--- START ---
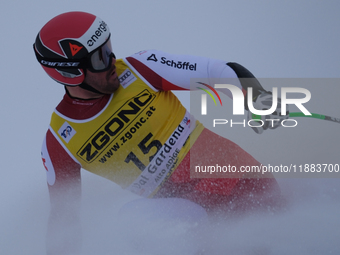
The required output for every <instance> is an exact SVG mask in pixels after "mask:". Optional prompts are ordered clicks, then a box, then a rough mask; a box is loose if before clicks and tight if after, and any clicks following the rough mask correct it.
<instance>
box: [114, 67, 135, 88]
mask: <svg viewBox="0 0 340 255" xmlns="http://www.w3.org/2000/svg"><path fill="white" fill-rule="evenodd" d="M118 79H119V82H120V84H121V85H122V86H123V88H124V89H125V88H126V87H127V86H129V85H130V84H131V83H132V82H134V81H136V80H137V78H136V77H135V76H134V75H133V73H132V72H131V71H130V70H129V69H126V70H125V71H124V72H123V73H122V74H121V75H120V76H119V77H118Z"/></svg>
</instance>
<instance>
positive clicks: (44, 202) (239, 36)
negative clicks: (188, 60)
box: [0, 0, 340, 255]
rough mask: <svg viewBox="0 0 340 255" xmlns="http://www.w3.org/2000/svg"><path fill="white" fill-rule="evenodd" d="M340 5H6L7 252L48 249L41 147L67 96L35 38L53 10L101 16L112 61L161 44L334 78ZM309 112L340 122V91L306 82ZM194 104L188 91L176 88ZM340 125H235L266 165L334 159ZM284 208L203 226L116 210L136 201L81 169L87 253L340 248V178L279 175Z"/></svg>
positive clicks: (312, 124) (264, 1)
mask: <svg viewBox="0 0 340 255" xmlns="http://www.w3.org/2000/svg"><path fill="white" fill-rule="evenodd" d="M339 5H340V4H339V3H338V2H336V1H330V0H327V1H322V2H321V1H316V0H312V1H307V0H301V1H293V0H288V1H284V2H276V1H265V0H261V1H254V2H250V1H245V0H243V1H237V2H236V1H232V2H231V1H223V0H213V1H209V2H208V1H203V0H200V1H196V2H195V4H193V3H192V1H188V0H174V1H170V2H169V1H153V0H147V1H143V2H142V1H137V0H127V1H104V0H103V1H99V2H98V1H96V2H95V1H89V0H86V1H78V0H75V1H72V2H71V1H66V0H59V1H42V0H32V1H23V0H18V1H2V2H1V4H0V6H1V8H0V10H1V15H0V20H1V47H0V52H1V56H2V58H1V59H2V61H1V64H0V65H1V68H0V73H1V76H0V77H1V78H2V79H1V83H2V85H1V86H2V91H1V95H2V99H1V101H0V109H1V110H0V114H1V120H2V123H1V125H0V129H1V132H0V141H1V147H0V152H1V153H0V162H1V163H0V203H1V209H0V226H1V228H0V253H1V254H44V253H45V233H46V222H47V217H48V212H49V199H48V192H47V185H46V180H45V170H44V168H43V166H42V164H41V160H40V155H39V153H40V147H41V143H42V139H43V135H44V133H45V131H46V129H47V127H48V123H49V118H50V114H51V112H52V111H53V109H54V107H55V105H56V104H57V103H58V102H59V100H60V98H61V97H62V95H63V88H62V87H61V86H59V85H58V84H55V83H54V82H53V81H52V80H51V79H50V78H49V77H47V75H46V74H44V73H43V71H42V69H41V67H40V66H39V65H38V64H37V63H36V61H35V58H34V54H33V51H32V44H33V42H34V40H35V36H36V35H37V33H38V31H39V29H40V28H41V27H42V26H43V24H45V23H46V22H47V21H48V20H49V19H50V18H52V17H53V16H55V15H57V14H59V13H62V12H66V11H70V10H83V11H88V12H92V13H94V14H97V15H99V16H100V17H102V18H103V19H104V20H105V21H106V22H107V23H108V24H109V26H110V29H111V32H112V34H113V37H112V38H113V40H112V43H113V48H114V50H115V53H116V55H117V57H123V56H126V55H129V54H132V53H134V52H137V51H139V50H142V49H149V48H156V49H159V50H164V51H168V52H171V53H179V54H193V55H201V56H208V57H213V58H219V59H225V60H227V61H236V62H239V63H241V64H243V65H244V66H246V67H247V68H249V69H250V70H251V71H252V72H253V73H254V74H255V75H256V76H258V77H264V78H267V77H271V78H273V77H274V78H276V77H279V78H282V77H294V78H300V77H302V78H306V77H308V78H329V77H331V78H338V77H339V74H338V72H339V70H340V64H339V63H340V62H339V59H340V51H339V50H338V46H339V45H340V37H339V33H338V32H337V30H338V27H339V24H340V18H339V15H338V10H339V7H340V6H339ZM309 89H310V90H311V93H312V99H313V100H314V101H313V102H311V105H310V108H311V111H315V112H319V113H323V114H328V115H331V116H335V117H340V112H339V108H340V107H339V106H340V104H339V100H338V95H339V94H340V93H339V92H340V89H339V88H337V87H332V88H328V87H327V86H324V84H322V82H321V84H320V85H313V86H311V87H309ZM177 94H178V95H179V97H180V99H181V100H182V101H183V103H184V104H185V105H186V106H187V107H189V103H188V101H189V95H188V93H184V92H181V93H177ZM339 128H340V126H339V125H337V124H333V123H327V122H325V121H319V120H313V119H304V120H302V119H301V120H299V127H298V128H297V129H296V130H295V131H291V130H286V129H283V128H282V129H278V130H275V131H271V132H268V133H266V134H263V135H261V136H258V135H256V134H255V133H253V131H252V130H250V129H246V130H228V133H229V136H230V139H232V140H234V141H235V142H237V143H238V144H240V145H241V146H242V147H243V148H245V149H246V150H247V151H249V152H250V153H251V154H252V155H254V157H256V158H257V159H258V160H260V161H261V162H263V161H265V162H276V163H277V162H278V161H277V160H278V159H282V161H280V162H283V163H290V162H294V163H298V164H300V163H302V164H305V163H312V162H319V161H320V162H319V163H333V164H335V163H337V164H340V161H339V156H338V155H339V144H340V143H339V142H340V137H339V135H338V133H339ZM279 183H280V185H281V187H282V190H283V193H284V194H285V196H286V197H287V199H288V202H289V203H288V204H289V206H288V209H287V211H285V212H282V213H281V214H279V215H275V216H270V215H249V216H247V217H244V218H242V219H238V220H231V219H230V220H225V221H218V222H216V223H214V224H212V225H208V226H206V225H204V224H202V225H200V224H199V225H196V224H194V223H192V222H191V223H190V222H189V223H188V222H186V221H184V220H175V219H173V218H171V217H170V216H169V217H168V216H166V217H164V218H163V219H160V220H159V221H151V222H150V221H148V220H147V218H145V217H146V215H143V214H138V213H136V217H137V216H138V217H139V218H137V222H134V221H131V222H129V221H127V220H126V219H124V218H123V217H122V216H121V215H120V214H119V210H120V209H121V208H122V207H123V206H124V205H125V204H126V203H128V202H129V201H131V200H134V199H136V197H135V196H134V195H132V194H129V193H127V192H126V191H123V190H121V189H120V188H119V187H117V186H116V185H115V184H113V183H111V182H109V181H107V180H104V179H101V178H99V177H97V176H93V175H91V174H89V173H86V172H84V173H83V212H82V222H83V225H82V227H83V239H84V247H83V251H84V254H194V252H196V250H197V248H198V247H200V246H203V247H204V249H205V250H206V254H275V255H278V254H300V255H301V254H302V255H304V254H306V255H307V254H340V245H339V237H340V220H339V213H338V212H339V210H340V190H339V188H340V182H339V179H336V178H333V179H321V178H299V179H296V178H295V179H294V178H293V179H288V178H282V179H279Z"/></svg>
--- END ---
Return exactly the lines above from the line that has "</instance>" through the line that has "box: [0, 0, 340, 255]", inclusive, and nothing else.

■ Reply to the exercise ■
</instance>
<instance>
positive clicks: (44, 202) (239, 36)
negative clicks: (188, 60)
box: [0, 0, 340, 255]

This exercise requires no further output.